### Lista de exercícios
(a) No trecho sobre a cessão de funcionários brasileiros à OEA, em que data Lewandowski nomeou Lanfredi "representante associado"?
(b) Extraia sem alterações, do trecho sobre a cessão de funcionários brasileiros à OEA, a parte que começa em "No caso de Lanfredi, o" e termina em "proposta de colaboração.".

*** Trecho apresentado

O ministro Ernesto Araújo afirmou no ofício a Fux que “a cessão de funcionários públicos brasileiros no regime de ‘secondment’, sem ônus para a OEA, pode constituir meio oportuno para fortalecer a presença e a influência do Brasil naquela organização de importância central para o hemisfério e para os interesses de nosso país”.
No caso de Lanfredi, o Ministério da Justiça enviou ao CNJ manifestação favorável. No dia 2 de agosto de 2016, ele foi nomeado por Lewandowski “representante associado”, a partir de 9 de setembro de 2016, com base em “Memorando de Entendimento” firmado entre o CNJ e a OEA, que especificava a proposta de colaboração.

******
*** Registros

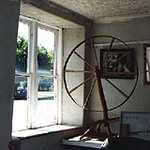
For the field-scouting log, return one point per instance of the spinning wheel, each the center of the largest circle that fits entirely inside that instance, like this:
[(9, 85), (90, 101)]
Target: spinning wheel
[(95, 78)]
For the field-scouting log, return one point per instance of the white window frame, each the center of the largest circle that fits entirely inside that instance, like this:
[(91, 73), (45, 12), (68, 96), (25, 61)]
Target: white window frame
[(32, 66)]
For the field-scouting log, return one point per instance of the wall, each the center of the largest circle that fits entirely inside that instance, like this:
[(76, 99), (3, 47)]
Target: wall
[(48, 141), (134, 31), (72, 114), (9, 12)]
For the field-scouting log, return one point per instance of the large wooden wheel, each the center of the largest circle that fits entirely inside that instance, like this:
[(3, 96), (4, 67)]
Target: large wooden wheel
[(95, 76)]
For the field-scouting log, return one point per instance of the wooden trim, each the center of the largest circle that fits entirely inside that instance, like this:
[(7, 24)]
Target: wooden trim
[(144, 48)]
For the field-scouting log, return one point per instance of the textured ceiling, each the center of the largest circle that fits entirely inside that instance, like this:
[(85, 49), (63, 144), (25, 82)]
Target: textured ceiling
[(108, 10), (47, 18)]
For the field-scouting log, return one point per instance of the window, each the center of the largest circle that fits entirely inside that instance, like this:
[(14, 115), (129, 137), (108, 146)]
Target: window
[(35, 95), (147, 63)]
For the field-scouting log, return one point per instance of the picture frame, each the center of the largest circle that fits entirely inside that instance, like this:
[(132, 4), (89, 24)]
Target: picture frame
[(117, 63)]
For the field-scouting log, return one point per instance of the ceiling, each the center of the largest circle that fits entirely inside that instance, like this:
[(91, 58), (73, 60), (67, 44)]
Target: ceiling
[(44, 17), (102, 11)]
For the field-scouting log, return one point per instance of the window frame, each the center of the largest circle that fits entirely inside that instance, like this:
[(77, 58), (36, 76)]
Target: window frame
[(31, 73), (145, 47)]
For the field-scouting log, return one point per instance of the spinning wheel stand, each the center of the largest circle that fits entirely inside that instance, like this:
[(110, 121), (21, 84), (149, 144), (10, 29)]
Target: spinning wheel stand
[(102, 127)]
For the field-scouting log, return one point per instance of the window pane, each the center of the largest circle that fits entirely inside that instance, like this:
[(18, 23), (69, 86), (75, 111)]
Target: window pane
[(20, 92), (45, 88), (19, 121), (45, 55), (22, 47)]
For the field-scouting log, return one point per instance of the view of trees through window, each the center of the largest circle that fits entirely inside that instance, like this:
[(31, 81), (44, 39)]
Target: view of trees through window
[(45, 61), (34, 93)]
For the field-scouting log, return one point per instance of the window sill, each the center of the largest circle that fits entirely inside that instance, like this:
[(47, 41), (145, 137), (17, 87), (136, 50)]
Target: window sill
[(41, 131)]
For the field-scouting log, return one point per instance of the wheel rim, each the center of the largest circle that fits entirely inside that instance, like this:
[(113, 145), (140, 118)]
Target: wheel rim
[(91, 66)]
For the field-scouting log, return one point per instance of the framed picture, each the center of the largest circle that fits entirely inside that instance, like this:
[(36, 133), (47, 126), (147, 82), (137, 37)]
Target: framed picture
[(135, 124), (117, 63)]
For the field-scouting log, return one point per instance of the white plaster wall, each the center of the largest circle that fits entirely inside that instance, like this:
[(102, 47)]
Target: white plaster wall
[(9, 13), (71, 113)]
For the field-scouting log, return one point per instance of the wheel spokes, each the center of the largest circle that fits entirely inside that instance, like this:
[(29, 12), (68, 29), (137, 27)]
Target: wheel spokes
[(77, 54), (81, 84), (90, 92), (93, 48), (118, 89), (111, 44)]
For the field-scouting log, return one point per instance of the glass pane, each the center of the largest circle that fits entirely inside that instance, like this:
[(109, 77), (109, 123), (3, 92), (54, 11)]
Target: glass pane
[(45, 88), (22, 47), (45, 55), (19, 121), (20, 91)]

******

### Respostas escritas
(a) Em 2 de agosto de 2016.

(b)
No caso de Lanfredi, o Ministério da Justiça enviou ao CNJ manifestação favorável. No dia 2 de agosto de 2016, ele foi nomeado por Lewandowski “representante associado”, a partir de 9 de setembro de 2016, com base em “Memorando de Entendimento” firmado entre o CNJ e a OEA, que especificava a proposta de colaboração.